▸ **Source extract**:

----------

Matt: What do you do or say when either investors or other people ask you about the things that are looked at as growth inside of the US right now? The AI stuff, the tech stuff, where they insist there’s growth. Do you just shrug your shoulders? What do you say to them when they ask, well, look, here’s growth?
Kuppy: It’s growing, but there are no earnings. I mean, at some point you look at AI — they’ve dumped almost a trillion dollars into this, and the data centers make no money. They never will. It’s impossible. There’s not a trillion dollars of revenue that could support this stuff. And it goes obsolete in like two years.
The tech companies — yeah, they have tons of revenue growth, but none of these things are profitable. I mean, it’s all earnings ex-SBC. Well, that’s great when your stock is going up — everyone wants stock options, it’s awesome, right? But if your stock has two down years, people wanna get paid in cash. You can’t take your stock options and buy groceries. At some point you go to your workers and they’re like, I need money. And then there are no earnings.
And I’d say a lot of this is because they’ve been able to use SBC for so long, and Wall Street’s been so focused on revenue growth as opposed to earnings growth — which is the thing I care about — these guys have produced profitless prosperity where they produce tons of revenue, and a lot of it is related-party. I mean, they’ll tell you it’s not related-party, but it kind of is, because they all go to the same, you know, country club in Silicon Valley and they all know the same people and they all do these deals with each other. I’ll buy your software if you buy my software.
And then AI kind of changed that, because you don’t need any of these products — you can just vibe code it in-house. And I don’t know, I don’t think there’s gonna be a lot of revenue after AI. I think AI puts us in a really funny place where you don’t get revenue growth, you get revenue contraction, because you just need less stuff. You can do more stuff for free internally, and that cuts your costs — which is gonna be great if you’re like Verizon and you’re gonna have less people in the call center, or you’re like Citibank and you get rid of a bunch of people doing fraud monitoring, because I think the AI is probably better at fraud monitoring than the guy doing fraud monitoring. But those people then won’t have revenue to spend somewhere else in the economy. And there’ll be a multiplier effect to this. When you get rid of a couple people, you have a recession. AI is gonna get rid of how many millions of people that work in office buildings over the next five years? I mean, it sounds like a depression. And yes, I know — every time there’s some new technology, there’s a new business created. But the Industrial Revolution was like a 200-year process. The internet was like a 15-year process, and the internet’s still evolving. AI is gonna be like a five-year process, and you’re getting rid of the most expensive people.

----------

▸ **Entries supplied**:
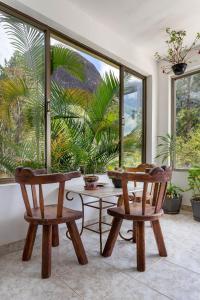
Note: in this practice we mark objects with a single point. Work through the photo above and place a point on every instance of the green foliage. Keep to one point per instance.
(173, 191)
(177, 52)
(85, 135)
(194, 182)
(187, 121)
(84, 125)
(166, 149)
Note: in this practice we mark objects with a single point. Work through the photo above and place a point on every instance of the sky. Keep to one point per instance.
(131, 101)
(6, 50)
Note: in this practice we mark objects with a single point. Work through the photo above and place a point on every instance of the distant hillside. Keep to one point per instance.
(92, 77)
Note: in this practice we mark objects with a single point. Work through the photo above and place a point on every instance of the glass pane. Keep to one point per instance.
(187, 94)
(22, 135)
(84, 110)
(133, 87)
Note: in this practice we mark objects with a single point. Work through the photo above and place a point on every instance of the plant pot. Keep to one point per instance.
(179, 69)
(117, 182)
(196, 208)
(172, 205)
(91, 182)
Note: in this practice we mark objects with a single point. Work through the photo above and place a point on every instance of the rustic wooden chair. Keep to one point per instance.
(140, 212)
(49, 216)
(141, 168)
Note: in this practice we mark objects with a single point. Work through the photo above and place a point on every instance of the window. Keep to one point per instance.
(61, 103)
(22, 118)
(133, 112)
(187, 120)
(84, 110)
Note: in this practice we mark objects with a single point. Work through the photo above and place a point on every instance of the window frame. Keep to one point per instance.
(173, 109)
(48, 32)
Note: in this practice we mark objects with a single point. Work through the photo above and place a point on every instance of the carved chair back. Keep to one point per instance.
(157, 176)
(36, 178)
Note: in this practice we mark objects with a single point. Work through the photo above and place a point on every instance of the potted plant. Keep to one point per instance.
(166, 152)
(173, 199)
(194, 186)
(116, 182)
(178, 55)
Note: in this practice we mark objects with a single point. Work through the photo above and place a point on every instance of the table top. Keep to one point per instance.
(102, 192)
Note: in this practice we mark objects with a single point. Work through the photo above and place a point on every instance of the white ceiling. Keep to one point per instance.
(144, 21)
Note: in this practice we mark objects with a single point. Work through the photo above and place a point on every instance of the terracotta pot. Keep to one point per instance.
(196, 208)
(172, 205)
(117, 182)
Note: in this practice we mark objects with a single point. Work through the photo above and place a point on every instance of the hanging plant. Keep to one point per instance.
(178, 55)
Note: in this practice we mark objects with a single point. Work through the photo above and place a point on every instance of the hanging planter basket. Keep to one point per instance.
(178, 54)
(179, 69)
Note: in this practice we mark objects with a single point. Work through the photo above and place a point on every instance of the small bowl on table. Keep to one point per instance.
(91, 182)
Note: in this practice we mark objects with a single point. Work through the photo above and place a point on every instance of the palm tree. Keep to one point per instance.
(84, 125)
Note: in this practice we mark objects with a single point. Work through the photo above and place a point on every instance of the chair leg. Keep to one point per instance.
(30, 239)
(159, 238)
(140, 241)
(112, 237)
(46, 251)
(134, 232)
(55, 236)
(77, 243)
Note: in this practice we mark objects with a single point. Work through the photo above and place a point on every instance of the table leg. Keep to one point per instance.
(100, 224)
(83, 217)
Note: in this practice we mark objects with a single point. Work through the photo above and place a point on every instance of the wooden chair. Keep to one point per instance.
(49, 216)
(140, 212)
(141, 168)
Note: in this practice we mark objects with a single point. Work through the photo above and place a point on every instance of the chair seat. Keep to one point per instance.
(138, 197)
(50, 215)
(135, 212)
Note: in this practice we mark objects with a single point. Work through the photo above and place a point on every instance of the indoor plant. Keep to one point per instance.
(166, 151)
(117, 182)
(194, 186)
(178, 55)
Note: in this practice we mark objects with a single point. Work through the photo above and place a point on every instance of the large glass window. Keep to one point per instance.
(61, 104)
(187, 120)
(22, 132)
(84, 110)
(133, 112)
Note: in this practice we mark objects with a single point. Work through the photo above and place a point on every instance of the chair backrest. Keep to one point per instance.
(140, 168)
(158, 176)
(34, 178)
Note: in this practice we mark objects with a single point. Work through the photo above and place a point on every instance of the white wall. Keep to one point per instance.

----------

▸ **Written problem**:
Reproduce verbatim the portion of the interview excerpt that begins with the words containing "Matt: What do" and ends with "like two years.".

▸ **Answer**:
Matt: What do you do or say when either investors or other people ask you about the things that are looked at as growth inside of the US right now? The AI stuff, the tech stuff, where they insist there’s growth. Do you just shrug your shoulders? What do you say to them when they ask, well, look, here’s growth?
Kuppy: It’s growing, but there are no earnings. I mean, at some point you look at AI — they’ve dumped almost a trillion dollars into this, and the data centers make no money. They never will. It’s impossible. There’s not a trillion dollars of revenue that could support this stuff. And it goes obsolete in like two years.